#### READING TEXT:
Begin

Judges award $7,500 to duo to start social networking site

Several UNM students are one step closer to realizing their small business dreams after winning a campus-wide entrepreneurship contest.

Anderson School of Management hosted its first annual Entrepreneurial Challenge on Friday. Fifteen student teams presented business ideas to a panel of judges, all of whom were local entrepreneurs.

Challenge Director Sul Kassicieh said the competition was designed for students to contribute to the local economy. He said, for the past six years, the school has offered the Technology Business Plan Competition, which supports technology business ventures. But this competition accepts a wider range of ideas.

“We feel that this country’s strength is in our ability to start new businesses,” he said. “The more we can start, the better it is for jobs and creating wealth. So it really is to help the economic development of New Mexico.”

Teams proposed businesses including a late-night dessert bar, a mobile marketing company and a drive-thru coffee shop with bikini-clad baristas.

Five student teams received cash prizes to help them start their businesses in the Albuquerque area.

Students Olena Dziuba and Robert Shaw received the first-place cash prize of $7,500 for their social networking site for amateur musicians. Steven Lang and Sam Caswell received the second-place cash prize of $5,000 for their television marketing service and third prize went to Paul Aitken for a student taxi/shuttle service.

End

#### INFORMATION GIVEN:

Begin

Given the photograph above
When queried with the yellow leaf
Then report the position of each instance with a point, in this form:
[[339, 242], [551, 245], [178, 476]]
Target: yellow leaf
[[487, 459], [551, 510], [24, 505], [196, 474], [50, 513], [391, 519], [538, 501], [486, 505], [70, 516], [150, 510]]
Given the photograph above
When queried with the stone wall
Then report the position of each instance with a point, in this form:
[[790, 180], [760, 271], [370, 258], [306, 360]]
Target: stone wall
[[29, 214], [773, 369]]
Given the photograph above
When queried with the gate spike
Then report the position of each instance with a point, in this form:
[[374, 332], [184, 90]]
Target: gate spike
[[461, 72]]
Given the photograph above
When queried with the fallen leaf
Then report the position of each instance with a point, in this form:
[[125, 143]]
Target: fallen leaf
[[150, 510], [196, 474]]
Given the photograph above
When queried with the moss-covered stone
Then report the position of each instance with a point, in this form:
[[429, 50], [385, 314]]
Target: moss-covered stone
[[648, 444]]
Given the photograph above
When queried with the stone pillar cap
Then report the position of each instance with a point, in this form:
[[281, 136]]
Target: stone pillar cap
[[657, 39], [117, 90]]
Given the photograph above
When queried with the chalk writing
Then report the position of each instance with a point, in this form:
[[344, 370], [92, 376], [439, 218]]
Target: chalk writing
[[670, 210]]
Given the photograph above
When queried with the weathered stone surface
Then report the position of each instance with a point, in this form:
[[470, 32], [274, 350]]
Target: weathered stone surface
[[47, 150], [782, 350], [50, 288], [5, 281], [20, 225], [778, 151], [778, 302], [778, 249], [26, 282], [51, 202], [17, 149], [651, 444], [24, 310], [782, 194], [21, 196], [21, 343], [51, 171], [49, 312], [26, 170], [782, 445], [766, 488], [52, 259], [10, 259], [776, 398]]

End

#### WHAT YOU NEED TO DO:
- A) According to the article on the UNM entrepreneurship contest, how many student teams presented business ideas to the judges?
- B) Recast the listing as a numbered list, starting with its first line and going on through the line containing "Target: yellow leaf". Leave out blank lines.

#### COMPLETED EXERCISE:
- A) Fifteen

- B)
1. Given the photograph above
2. When queried with the yellow leaf
3. Then report the position of each instance with a point, in this form:
4. [[339, 242], [551, 245], [178, 476]]
5. Target: yellow leaf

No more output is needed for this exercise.